== ASSIGNMENT 1 ==
From the wheat and butter price report, return the passage that begins at the words "Retail demand for" and stops after the words "and steady demand.", copied word for word.
== ASSIGNMENT 2 ==
Resume the wheat and butter price report after its last sentence and continue writing it.

== TEXT SECTION ==
*****
Source: Mintec Analytics

In March, the average price of CBOT wheat experienced a monthly decline of 4.9% and a y-o-y decrease of 16.4%, settling at $203.8/mt. This drop in the CBOT (CME) milling wheat futures price was attributed to subdued demand and the presence of competitive wheat supplies originating from the Black Sea region. Attention among market participants is focused on the early growth stages of wheat in the US, with forecasts indicating unseasonably warm temperatures. However, it is noted that the wheat harvest is approximately three months away, with crop conditions showing significant improvement from the previous year in key growing regions. Nonetheless, the forthcoming months will see continued scrutiny of crop conditions in the US and Europe, alongside Chinese wheat demand and fund activity, as pivotal factors influencing market dynamics.

 

Butter

 

Source: Mintec Analytics

Mintec benchmark price for butter was reported up 2.6% during March to $2.82, which reflects an 16.6% increase on the year.

Retail demand for butter remains strong. According to multiple market sources, the upcoming easter holiday supported demand throughout the US, with particularly strong demand in the western US. Additionally tight butter supply supported a bullish market sentiment for US butter, as stock throughout the US remained low. Tight butter stocks and increasing prices have supported the US butter production during Q1 2024 according to multiple market sources, as more processors challenge milk into butter production. However, the recent increase in butter production was not able to offset the bullish pressure added to the butter market thorough 2024 from tight availability and steady demand.
*****
== RECORDS SHOWN ==
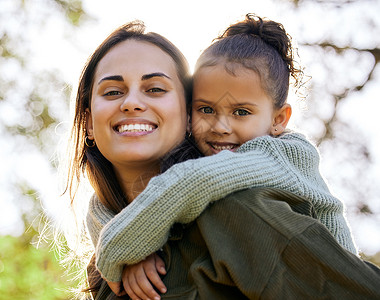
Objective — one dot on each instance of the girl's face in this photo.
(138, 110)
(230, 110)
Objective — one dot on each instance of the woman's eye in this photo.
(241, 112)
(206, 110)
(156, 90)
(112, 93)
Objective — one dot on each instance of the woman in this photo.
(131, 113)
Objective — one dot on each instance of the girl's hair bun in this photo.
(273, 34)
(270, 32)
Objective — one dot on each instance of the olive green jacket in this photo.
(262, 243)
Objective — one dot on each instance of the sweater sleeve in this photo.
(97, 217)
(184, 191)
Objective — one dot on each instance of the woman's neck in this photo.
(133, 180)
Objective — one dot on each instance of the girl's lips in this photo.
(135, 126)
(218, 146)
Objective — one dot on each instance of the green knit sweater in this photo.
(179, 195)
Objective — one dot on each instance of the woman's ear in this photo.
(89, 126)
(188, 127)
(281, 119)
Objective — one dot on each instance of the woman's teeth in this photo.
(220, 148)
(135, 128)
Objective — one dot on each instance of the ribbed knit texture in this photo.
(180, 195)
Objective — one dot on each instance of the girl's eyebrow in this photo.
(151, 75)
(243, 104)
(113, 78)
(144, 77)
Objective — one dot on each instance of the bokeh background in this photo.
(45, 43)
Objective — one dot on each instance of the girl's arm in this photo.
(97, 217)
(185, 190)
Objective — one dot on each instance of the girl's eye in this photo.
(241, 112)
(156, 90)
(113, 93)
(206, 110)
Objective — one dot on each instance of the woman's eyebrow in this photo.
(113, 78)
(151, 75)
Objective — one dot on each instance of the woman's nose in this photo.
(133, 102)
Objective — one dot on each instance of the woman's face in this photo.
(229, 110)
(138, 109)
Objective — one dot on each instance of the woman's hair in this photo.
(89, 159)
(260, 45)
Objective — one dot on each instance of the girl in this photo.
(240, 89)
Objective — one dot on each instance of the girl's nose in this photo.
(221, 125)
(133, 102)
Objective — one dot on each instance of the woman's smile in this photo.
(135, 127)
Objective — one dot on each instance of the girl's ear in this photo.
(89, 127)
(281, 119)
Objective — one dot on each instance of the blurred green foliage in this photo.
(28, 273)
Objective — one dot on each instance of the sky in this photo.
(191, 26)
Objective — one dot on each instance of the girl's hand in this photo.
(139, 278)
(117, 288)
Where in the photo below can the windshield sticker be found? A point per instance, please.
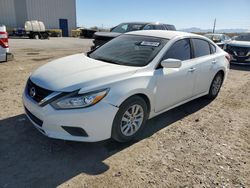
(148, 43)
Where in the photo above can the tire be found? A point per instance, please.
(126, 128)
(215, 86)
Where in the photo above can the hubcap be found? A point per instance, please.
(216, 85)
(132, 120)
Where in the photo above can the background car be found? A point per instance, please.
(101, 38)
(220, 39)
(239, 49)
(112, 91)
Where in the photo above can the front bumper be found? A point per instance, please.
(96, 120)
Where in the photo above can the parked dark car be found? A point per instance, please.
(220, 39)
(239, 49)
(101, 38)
*****
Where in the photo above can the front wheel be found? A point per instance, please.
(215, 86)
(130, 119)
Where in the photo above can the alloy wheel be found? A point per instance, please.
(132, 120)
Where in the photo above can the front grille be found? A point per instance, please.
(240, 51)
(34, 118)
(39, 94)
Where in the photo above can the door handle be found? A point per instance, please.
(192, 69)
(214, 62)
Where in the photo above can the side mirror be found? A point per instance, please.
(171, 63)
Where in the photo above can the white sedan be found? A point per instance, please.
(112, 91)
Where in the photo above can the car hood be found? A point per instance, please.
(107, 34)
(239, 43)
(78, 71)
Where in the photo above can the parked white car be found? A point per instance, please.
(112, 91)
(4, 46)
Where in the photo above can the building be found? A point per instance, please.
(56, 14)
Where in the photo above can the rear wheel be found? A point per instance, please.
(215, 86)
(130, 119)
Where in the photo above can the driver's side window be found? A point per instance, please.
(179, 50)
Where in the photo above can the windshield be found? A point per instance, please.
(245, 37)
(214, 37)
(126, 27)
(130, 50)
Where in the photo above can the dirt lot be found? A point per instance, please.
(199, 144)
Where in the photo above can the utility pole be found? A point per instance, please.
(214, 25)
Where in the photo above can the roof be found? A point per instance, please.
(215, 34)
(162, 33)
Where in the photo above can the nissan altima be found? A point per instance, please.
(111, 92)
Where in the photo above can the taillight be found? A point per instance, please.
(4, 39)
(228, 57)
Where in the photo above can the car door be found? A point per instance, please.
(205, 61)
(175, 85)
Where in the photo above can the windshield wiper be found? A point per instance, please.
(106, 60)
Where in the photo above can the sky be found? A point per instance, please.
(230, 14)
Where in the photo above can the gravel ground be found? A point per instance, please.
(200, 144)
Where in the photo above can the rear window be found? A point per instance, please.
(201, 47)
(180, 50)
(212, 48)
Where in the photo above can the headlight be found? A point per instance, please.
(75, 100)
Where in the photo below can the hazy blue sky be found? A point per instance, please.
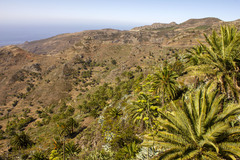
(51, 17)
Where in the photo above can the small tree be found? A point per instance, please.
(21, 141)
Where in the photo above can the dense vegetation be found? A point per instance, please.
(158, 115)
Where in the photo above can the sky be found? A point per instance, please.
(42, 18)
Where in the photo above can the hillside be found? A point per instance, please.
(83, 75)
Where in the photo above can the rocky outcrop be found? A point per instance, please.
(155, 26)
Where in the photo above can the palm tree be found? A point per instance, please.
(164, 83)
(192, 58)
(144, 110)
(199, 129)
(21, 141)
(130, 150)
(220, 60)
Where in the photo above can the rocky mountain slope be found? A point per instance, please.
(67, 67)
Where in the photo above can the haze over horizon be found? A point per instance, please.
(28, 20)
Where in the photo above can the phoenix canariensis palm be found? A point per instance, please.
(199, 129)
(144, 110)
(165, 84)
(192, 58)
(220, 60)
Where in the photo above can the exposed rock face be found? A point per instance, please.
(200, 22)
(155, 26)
*****
== EXPECTED ANSWER 1 ==
Retail demand for butter remains strong. According to multiple market sources, the upcoming easter holiday supported demand throughout the US, with particularly strong demand in the western US. Additionally tight butter supply supported a bullish market sentiment for US butter, as stock throughout the US remained low. Tight butter stocks and increasing prices have supported the US butter production during Q1 2024 according to multiple market sources, as more processors challenge milk into butter production. However, the recent increase in butter production was not able to offset the bullish pressure added to the butter market thorough 2024 from tight availability and steady demand.

== EXPECTED ANSWER 2 ==
 

Milk

 

Source: Mintec Analytics

The Mintec price for US Milk was assessed at $0.16/lb during March, an increase of 2% on the month, however a decrease of 7.6% on the year. US milk price have decreased since September 2023, supported by increasing milk supply across the US, even though some of the key producing regions in the US indicated weaker milk intakes during the second half of 2023, 2023 milk intakes have been reported 1.2% above 2022. This continued until January 2024, with prices increasing during February and March. Recent price increases in the US can be linked to steady demand, in combination with a slow start for milk production according to multiple market sources.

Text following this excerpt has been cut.